- [TEXT EXTRACT]
--- start ---

[gclist] reference counting

David Chase chase@world.std.com
Tue, 05 Sep 2000 08:25:32 -0400


At 07:20 AM 9/5/00 -0400, Greg Morrisett wrote:
>(1) People also ignore the overheads of locking to do reference
>counting in a multi-threaded system.  It helps to have atomic
>increment/decrement and/or compare & swap, but sadly, few
>machines provide it.

Compare and swap or load-linked/store-conditional are
available on most machines.  PowerPC, Pentium, Sparc
v9, and MIPS support one or the other, I think 68k does
too.  Sparc v8 doesn't.

However, at least on Pentium, CMPXCHG is not atomic
w.r.t. memory unless you LOCK-prefix it.  It takes
some non-trivial number of memory bus cycles to
complete.

>(3) It's also not clear to me that pointer-bump allocation is
>as huge a win as people think.  A good non-compacting organization
>(as in the BDW collector) can allocate objects almost as fast.

--- end ---

(Region annotation entries)
--- start ---

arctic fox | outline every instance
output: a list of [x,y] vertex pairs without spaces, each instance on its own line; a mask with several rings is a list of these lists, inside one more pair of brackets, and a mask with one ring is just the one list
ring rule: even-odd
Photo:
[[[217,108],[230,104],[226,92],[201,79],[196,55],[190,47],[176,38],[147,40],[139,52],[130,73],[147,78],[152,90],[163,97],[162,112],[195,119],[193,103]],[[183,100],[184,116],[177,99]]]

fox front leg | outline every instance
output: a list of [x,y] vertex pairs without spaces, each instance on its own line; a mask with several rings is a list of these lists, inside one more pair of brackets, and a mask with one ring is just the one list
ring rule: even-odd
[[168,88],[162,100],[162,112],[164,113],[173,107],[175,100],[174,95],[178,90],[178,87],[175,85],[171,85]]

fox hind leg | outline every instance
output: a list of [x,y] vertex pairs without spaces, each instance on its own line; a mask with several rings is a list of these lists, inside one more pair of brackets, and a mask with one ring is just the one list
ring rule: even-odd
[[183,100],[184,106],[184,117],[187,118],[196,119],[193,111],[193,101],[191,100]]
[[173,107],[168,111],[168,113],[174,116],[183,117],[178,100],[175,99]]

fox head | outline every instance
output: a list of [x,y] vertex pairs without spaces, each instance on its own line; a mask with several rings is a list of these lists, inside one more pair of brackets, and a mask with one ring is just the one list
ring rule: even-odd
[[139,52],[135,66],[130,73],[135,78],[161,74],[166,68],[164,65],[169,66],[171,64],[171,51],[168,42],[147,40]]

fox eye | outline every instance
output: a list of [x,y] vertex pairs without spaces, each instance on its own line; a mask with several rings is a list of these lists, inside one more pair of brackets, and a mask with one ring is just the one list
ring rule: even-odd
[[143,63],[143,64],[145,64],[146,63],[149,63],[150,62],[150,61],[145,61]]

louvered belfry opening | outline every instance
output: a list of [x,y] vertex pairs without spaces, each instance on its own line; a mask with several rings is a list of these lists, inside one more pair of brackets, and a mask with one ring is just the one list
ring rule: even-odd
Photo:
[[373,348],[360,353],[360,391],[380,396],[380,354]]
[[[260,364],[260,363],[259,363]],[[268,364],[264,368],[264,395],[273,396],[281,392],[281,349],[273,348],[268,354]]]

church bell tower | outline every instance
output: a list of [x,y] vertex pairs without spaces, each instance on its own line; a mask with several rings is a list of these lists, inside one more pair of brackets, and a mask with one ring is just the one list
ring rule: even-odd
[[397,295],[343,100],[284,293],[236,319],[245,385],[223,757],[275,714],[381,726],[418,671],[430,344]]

--- end ---

- [CHALLENGES]
- A) Rewrite the part of the reference counting post that begins at the words "David Chase chase@world.std.com" and ends after "Sparc v8 doesn't.", putting "processors" in place of "machines".
- B) According to the reference counting post, which processor version supports neither compare and swap nor load-linked/store-conditional?

- [SOLUTIONS FOR EACH TASK]
- A)
David Chase chase@world.std.com
Tue, 05 Sep 2000 08:25:32 -0400


At 07:20 AM 9/5/00 -0400, Greg Morrisett wrote:
>(1) People also ignore the overheads of locking to do reference
>counting in a multi-threaded system.  It helps to have atomic
>increment/decrement and/or compare & swap, but sadly, few
>processors provide it.

Compare and swap or load-linked/store-conditional are
available on most processors.  PowerPC, Pentium, Sparc
v9, and MIPS support one or the other, I think 68k does
too.  Sparc v8 doesn't.

- B) Sparc v8.